EXERCISE INSTRUCTIONS: Repeat the data that follows, word for word, without the images.

+===+

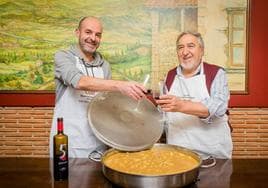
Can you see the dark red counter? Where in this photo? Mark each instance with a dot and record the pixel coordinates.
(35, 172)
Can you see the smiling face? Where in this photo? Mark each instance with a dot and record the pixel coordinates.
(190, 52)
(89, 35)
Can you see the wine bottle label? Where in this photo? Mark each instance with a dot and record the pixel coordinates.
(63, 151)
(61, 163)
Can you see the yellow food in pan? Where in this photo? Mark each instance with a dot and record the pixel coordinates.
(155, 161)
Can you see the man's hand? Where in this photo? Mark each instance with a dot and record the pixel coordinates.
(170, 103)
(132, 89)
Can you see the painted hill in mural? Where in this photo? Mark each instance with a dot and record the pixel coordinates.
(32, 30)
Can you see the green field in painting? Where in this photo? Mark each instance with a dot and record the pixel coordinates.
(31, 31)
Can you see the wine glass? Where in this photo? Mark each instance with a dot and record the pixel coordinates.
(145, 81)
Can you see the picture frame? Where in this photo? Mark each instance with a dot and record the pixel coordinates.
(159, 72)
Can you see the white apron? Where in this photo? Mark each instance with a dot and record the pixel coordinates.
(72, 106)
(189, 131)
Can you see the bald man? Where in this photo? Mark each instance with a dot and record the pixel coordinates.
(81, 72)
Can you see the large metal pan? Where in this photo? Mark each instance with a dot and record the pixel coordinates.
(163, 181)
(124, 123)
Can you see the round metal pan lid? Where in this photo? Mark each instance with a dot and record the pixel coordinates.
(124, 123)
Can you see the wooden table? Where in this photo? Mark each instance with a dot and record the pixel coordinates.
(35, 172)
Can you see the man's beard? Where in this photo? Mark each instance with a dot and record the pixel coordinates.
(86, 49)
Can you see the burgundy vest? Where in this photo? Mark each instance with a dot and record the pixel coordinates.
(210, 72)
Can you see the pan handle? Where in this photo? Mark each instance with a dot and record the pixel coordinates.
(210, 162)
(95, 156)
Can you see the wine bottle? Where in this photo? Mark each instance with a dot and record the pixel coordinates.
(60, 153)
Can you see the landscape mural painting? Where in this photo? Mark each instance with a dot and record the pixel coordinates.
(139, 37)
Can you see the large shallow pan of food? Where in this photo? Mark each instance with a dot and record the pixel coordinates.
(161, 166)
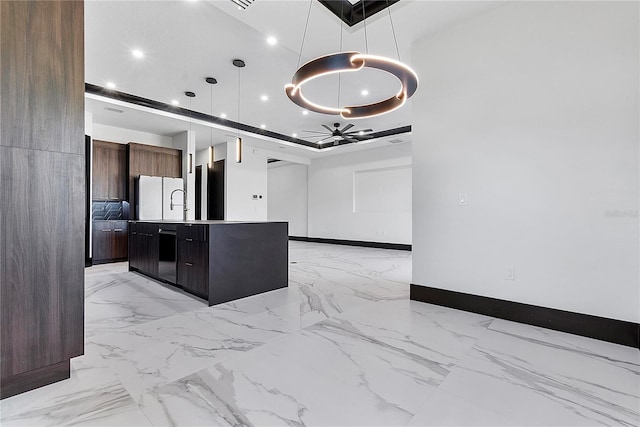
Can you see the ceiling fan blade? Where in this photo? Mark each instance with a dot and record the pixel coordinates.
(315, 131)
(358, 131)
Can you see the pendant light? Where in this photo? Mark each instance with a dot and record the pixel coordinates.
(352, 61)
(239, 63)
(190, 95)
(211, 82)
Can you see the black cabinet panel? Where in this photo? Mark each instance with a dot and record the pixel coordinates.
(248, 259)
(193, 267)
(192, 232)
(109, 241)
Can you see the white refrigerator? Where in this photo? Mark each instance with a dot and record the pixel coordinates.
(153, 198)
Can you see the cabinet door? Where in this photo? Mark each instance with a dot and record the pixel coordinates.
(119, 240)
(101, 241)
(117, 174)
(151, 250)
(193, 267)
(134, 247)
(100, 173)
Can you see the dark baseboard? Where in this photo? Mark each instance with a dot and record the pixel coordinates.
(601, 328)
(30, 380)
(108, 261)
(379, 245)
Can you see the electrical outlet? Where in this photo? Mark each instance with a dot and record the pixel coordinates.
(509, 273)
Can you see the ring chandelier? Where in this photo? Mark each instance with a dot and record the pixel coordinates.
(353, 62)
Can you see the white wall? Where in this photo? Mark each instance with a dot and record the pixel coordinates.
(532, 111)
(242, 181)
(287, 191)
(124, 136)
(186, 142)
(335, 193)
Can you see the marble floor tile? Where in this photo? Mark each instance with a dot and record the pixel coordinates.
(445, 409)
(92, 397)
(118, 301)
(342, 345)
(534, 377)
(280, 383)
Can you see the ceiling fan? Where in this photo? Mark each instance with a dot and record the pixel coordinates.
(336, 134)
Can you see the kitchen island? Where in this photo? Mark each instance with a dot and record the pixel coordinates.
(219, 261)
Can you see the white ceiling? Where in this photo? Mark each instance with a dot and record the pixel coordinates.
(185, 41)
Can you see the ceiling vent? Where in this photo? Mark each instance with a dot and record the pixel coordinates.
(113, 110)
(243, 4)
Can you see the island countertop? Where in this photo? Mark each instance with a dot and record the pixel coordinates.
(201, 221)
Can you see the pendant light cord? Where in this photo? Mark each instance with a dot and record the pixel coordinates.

+===+

THE ANSWER:
Can you see the dark red counter? Where in this photo? Mark each instance with a dot and record the pixel coordinates.
(35, 172)
Can you see the smiling face? Where in this photo? Mark each instance with a dot and record the pixel coordinates.
(190, 52)
(89, 35)
Can you see the wine bottle label? Where in this photo? Mark each instance with a dot and record the pixel coordinates.
(63, 151)
(61, 163)
Can you see the yellow food in pan? Where in this photo? Mark each instance with a dot and record the pixel coordinates.
(155, 161)
Can you see the man's hand? Where in this photo? Mark each instance with a dot and record the pixel coordinates.
(170, 103)
(132, 89)
Can you see the painted hill in mural? Where in this photo? Mark each instance with a dot and record the pixel coordinates.
(32, 30)
Can you see the green field in painting? Where in this photo? Mark each instance with a dot and record the pixel coordinates.
(31, 31)
Can you see the wine glass? Where in this photo? Mark each instance with a dot and record the pixel coordinates.
(145, 81)
Can you see the picture frame? Where in this photo? Mark each instance with a dot and record the pixel coordinates.
(159, 72)
Can you see the white apron? Where in this photo? Mark each instance with a dot and record the pixel coordinates.
(72, 106)
(189, 131)
Can you see the bald man? Where in this photo? Mark each instance with a dot and record the pixel coordinates.
(81, 72)
Can you see the large metal pan? Where in this photo? Mark each instance with a dot and record the pixel coordinates.
(163, 181)
(124, 123)
Can you see the round metal pan lid? Where in this photo? Mark each instance with a dot and record the pixel coordinates.
(124, 123)
Can you see the wooden table? Where in this photo? Mark each instance with a dot and record the pixel coordinates.
(35, 172)
Can you see the man's beard? Where in this photo? Mark each instance with a dot and record the pixel coordinates.
(86, 49)
Can you see the burgundy vest? Where in this photo? Mark each instance with a dot and record the pixel coordinates.
(210, 72)
Can you see the pan handle? Where in this photo? Mark each instance with a dot and record the pixel coordinates.
(210, 162)
(95, 156)
Can you see the wine bottle? Where in this photo? Mark each instance with a dot and record the pixel coordinates.
(60, 153)
Can you see the landscape mural painting? Where in this photo? Mark each instance with a dot and record the pixel coordinates.
(139, 37)
Can you see the large shallow pan of food? Where in this photo? Mark each instance with a dot and record the pixel coordinates.
(161, 166)
Can you see the ceiling fan blade? Where in this photo? Mark each instance with a dot and record the pixel coordinates.
(315, 131)
(358, 131)
Can you see the pendant light? Where in this photo? Mark each instance with a dot and record the pixel coordinates.
(352, 61)
(239, 63)
(190, 95)
(211, 82)
Can you see the black cabinet panel? Where in this photo? Mark each instance with a dot and record the pixel coordinates.
(248, 259)
(193, 267)
(192, 232)
(109, 241)
Can you see the white refrigerator? Where in this photo? Mark each instance with a dot and record the pixel coordinates.
(153, 198)
Can you see the cabinet door? Where in this photo? Mark each instance with a dot and record the pixel coordinates.
(119, 240)
(101, 241)
(117, 174)
(151, 250)
(193, 267)
(134, 247)
(100, 173)
Can you see the dark baseboard? Where in this photo? Mark each instance with a dot and record the pixel coordinates.
(601, 328)
(30, 380)
(108, 261)
(379, 245)
Can you see the electrical outlet? Where in this photo? Mark each instance with a dot and record the pixel coordinates.
(509, 273)
Can you see the ring chandelier? Where in this photo? Mark each instance with a dot and record the pixel coordinates.
(353, 62)
Can you see the white wall? Where in this photo? Mark each instance with a dot and record the pixel coordinates.
(532, 111)
(242, 181)
(287, 191)
(124, 136)
(186, 142)
(335, 193)
Can you see the marble floor tile? Where in this photo? Mark each instance with a dot and record the pixel coordinates.
(445, 409)
(92, 397)
(118, 301)
(342, 345)
(534, 377)
(280, 383)
Can you see the ceiling fan? Where in this photo? Mark each instance with a dot and record the pixel coordinates.
(336, 134)
Can you see the kitchen island? Where in this photo? Mark each instance with a dot and record the pixel coordinates.
(219, 261)
Can you see the white ceiling? Where in this photo? Mark each instance with a dot and record the pixel coordinates.
(185, 41)
Can you see the ceiling vent? Where in this photo? Mark each instance with a dot and record the pixel coordinates.
(113, 110)
(243, 4)
Can you see the island countertop? Where in this photo? Mark each instance with a dot and record the pixel coordinates.
(201, 221)
Can you see the pendant light cord? Where in this photo? Mark each instance with a dot and record the pixel coordinates.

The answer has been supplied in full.